◆ The exercise ◆
Reproduce verbatim the entries from the line containing "it for long" through the line containing "[0,173,290,218]", both included.
________________
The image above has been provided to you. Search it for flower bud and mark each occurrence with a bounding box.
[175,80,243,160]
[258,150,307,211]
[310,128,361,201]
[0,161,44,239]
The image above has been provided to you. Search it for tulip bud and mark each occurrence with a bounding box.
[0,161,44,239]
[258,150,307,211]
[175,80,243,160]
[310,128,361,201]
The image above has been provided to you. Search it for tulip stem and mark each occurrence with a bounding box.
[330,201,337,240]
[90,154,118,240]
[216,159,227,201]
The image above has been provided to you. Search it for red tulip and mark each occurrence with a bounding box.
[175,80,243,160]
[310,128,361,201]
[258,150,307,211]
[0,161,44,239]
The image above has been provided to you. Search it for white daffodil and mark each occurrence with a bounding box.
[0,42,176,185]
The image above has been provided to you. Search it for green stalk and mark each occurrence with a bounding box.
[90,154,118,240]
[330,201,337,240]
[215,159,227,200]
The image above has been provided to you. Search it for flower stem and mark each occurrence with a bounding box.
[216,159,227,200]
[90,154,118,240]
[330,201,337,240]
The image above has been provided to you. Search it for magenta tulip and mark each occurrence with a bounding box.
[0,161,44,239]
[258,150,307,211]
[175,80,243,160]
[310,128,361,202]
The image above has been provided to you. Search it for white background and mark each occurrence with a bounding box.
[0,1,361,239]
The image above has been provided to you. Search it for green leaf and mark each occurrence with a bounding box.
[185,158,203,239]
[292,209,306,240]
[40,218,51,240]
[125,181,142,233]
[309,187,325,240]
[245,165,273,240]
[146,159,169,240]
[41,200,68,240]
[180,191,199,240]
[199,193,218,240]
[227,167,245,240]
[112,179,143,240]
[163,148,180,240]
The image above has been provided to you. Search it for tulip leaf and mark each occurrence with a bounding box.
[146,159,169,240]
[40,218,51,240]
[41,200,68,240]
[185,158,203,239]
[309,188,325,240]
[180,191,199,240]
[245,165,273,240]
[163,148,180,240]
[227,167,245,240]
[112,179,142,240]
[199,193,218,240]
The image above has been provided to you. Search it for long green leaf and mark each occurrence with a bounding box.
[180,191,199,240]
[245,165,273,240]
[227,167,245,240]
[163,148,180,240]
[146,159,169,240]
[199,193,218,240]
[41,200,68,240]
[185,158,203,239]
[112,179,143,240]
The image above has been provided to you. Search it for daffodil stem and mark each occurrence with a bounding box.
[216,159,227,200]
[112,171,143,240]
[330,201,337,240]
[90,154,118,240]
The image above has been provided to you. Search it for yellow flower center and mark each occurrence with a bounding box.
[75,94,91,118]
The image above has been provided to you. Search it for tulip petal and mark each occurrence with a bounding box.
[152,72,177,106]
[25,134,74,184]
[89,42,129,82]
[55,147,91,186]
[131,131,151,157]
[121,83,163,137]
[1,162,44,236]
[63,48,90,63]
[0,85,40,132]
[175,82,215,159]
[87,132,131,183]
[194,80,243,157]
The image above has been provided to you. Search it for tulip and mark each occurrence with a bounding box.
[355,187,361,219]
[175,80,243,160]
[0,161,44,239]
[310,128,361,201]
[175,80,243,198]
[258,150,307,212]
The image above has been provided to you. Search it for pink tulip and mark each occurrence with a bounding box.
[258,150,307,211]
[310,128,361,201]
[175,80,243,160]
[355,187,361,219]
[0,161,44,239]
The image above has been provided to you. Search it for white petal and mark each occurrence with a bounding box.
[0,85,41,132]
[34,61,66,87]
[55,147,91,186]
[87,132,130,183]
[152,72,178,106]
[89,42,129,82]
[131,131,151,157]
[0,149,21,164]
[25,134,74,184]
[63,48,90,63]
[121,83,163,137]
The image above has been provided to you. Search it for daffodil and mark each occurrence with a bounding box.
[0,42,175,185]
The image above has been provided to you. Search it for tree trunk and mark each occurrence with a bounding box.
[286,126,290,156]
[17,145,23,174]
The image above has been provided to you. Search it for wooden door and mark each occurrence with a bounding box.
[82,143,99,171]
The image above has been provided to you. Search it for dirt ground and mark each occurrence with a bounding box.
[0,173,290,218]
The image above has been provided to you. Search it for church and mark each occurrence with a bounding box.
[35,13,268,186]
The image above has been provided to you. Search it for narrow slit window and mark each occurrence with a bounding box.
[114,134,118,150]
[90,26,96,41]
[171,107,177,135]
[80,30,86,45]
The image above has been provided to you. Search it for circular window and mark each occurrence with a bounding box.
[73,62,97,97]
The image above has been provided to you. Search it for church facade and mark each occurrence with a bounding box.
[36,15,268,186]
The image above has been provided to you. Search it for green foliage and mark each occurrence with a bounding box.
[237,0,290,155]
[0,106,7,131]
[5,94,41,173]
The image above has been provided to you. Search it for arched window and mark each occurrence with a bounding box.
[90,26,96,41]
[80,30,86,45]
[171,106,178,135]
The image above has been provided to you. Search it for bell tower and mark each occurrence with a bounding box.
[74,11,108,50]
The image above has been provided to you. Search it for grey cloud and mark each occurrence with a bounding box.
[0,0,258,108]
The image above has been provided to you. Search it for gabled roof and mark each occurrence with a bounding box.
________________
◆ Output ◆
The image above has been provided to you. Search it for long green leaf and mark each occurrence with a bounding box.
[180,191,199,240]
[245,165,273,240]
[227,167,245,240]
[163,148,180,240]
[146,159,169,240]
[199,193,218,240]
[41,200,68,240]
[185,158,203,239]
[112,179,143,240]
The image above has been provided to you. Search it for daffodil stem and mark each occurrence with a bounding box.
[216,159,227,200]
[112,171,143,240]
[330,201,337,240]
[90,154,118,240]
The image above has been provided to you. Search it for yellow flower center and mark each occurrence with a bounding box.
[75,94,91,118]
The image above has been provided to you. Search it for tulip petal and mark each occurrence with a bounding box.
[152,72,177,106]
[25,134,74,184]
[89,42,129,82]
[55,147,91,186]
[131,131,151,157]
[121,83,163,137]
[1,162,44,236]
[63,48,90,63]
[0,85,40,132]
[175,82,215,159]
[87,132,131,183]
[194,80,243,157]
The image above has been provided to you. Search it for tulip and mark each occurrence with a bounding box.
[355,187,361,219]
[175,80,243,160]
[0,161,44,239]
[310,128,361,201]
[175,80,243,198]
[258,150,307,212]
The image above has been provided to you. Search it for pink tulip and mark each occurrence with a bounding box.
[258,150,307,211]
[310,128,361,201]
[175,80,243,160]
[355,187,361,219]
[0,161,44,239]
The image above has been provided to you. Search it for white petal and mark each occurrence with a bounding box.
[0,85,41,132]
[34,61,66,87]
[55,147,91,186]
[87,132,130,183]
[152,72,178,106]
[89,42,129,82]
[131,131,151,157]
[0,149,21,164]
[25,134,74,184]
[63,48,90,63]
[121,83,163,137]
The image above has been provided to you. Search it for daffodil and mark each occurrence with a bounding box.
[0,42,175,185]
The image above has been provided to you. Search it for tree trunk and mark each occurrence with a bounding box.
[286,126,290,156]
[17,145,23,174]
The image above has been provided to you. Search it for wooden door and mark each occurrence with a bounding box.
[82,143,99,171]
The image above has been provided to you. Search it for dirt ground and mark each occurrence with a bounding box.
[0,173,290,218]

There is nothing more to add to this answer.